## MATERIALS PROVIDED
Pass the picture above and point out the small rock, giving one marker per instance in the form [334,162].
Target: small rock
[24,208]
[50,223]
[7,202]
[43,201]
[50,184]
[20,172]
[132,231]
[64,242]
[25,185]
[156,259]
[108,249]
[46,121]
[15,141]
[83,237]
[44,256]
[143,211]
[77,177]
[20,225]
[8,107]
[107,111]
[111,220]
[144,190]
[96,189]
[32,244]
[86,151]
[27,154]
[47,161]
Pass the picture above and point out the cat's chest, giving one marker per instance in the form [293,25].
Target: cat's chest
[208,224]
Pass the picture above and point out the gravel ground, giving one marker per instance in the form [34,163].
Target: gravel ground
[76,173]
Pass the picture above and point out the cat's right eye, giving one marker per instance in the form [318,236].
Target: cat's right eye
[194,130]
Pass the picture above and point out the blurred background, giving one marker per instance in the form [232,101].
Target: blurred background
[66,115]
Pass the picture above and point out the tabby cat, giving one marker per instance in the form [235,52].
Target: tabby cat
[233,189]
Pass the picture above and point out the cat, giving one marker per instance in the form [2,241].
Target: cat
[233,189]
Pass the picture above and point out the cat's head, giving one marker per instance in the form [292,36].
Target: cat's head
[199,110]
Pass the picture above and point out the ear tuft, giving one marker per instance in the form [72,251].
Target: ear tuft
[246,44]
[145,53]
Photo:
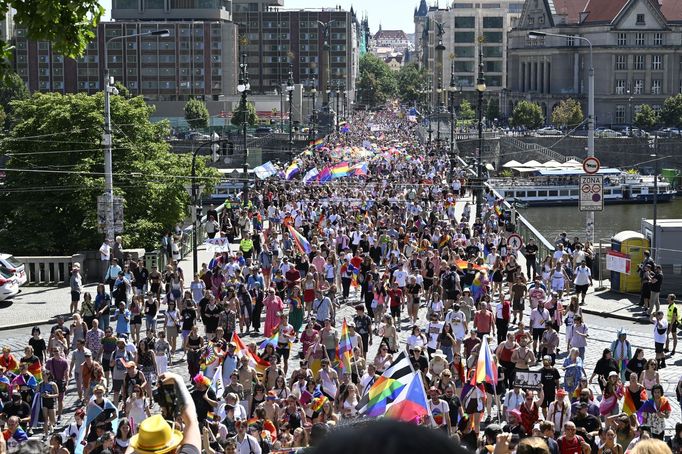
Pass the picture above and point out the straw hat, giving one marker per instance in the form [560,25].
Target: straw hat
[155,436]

## REQUIRED WORK
Transcribe every entry word for word, but skip the pictures.

## SOLUTION
Pass the picture above and point out the small rock, giving one marker per instance in the form [334,162].
Target: small rock
[24,208]
[50,223]
[7,202]
[43,201]
[50,184]
[20,172]
[132,231]
[64,242]
[25,185]
[156,259]
[108,249]
[46,121]
[15,141]
[83,237]
[44,256]
[143,211]
[77,177]
[20,225]
[8,107]
[107,111]
[111,220]
[144,190]
[96,189]
[32,244]
[86,151]
[27,154]
[47,161]
Pass the picture above and point out the cat's chest, giving one marker per instance in the form [293,25].
Target: cat's chest
[208,224]
Pass the picture above and point out the gravel ground, giving one marker per instance in the form [34,163].
Target: gravel ground
[76,173]
Pass the picture above and point out the cat's right eye, giving one marker per instance in the form [318,236].
Target: cat's right eye
[194,130]
Pass the picture above and point out the blurred background, giving one marker per instance in the form [232,101].
Target: blurred background
[66,115]
Pass the picture above and point out the tabby cat, giving one marker per instance in the form [235,52].
Target: tabby cat
[233,189]
Pass the picture above and point out the cat, giving one marker per instance in the form [2,241].
Target: cat
[233,189]
Pass the picture above and point out the cat's head, giving one marker per instance in the form [292,36].
Target: cat's head
[199,110]
Pass the picture above and point out the ear tuft, giving one marker per instance in the form [72,251].
Target: ear tuft
[246,44]
[145,53]
Photo:
Pass the picture above and point out the straw hat, giving one marker per instance in the form [560,25].
Target: straw hat
[155,436]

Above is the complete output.